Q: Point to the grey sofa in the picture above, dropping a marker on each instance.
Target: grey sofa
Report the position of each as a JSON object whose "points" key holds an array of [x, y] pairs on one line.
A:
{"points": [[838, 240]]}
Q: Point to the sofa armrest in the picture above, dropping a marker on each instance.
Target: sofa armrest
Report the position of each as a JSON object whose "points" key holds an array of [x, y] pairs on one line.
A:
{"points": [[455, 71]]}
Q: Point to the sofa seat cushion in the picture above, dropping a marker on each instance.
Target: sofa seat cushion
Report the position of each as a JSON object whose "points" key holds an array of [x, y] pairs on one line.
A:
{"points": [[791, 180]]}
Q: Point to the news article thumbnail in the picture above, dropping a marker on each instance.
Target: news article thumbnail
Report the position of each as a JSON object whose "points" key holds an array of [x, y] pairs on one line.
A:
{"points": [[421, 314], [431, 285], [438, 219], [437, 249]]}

## WHAT YOU WILL DO:
Transcribe word for word the lines from the one holding "Q: Point to the sofa armrest" to the last line of the listing above, inclusive.

## RESULT BELOW:
Q: Point to the sofa armrest in the picture above, dropping a marker on each instance.
Target: sofa armrest
Report the position of each as a JSON object whose "points" key holds an array of [x, y] pairs on one line.
A:
{"points": [[455, 71]]}
Q: Point to the sofa seat cushion in the picture above, dropping a marker on each instance.
Target: sofa seat cushion
Report the position of each as a JSON object whose "points" key holds an array of [x, y] pairs on one line.
A:
{"points": [[791, 180]]}
Q: Point to the news article thumbnail in the picture above, dropping a marker on each instance.
Target: news article thumbnail
Report the position of each as a JSON object whose "points" key holds an array of [x, y] pairs on one line.
A:
{"points": [[421, 314], [431, 285], [438, 219], [437, 249]]}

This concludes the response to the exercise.